本文へ

文明開化の先駆者、医師「原善十郎」先生のこと

〔その7〕

昭和64年1月号 第9号 中尾佐之吉

 田中の墓地に医師「原 善十郎」先生の墓がある。善十郎先生はこの町内の生まれで、原善連さんの祖父にあたる方。明治34年(1901年)に47歳の若さで亡くなられている。
 善十郎先生は、明治初年(1868年)にはまだ13歳であった。医学を学ばれたのは数年後のことであろうが、就学されたのは大阪であったそうである。この時期、西洋医学を取り入れた医学校は数も少なかったに違いない。

 大阪には緒方洪庵(1810~1863)の経営する、かの有名な「適塾」があった。洪庵の息子の緒方惟準(これよし)が明治2年東京の病院長から大阪の病院長になり、オランダ医師ボ-ドインが教師に任命されたことが本にも書かれている。
 医師の養成所(医学校)が併設されていたと思われるし、善十郎先生もそこで学ばれたのではないかと推察するのである。
 明治の初期、この片田舎であった田中野田に西洋医学を身につけられたお医者が開業されたのである。何というすばらしいことであったろう。地区民にとっては大きな誇りを感じたにちがいない。 

緒方洪庵

 この町内で現在94歳になられる大森譲二さんの話ですと(もちろん、譲二さんがこどもの頃)、当事、善十郎先生が遠方へ往診される時は大八車に乗せられて行かれたと言うことで、今の私には想像できないことだった。

提供資料 —
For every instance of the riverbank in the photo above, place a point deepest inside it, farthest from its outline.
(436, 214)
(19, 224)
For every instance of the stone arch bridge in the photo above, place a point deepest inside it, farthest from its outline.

課題一覧 —
- A) 原善十郎医師についての抜粋によると、善十郎先生は何年に何歳で亡くなりましたか。
- B) 原善十郎医師についての抜粋の最後の文の後から、その文章を書き継いでください。
これらの資料は、別の出典から取られたものです。

解答 —
- A) 明治34年(1901年)に47歳で亡くなりました。

- B)
 明治2年に人力車が発明され急速に普及したようなので、後には人力車を利用されたことであろう。その人力車とて後年のようなゴムタイヤの車輪ではなかったろうから、乗り心地は大八車と大して違わなかったと思われる。
 また、酒が大変好きだったそうだから、善十郎先生は豪放磊落でこだわりのない人柄であったと信じたい。頼まれれば気軽に往診してもらえた先生であったと推量させてもらうのである。

 善十郎先生は、残念ながら年若くして世を去られた。なんということであろう。先生に啓発されてか、先生の没後、先生の本家筋にあたる原正雄先生(原渥美氏ご尊父)ご兄弟、原正雄先生のご子息、原渥美氏のご子息など、続々と善十郎先生の跡を継いでお医者さんになっておられる。
 原正雄先生もこの地で開業されていた。おかげで私達も引き続いて近代医学の恩恵を享受できたのである。郷土における文明開化の先駆者であった善十郎先生に改めて「ありがとうございました」と墓前に手を合わさなければならないと思うわけである。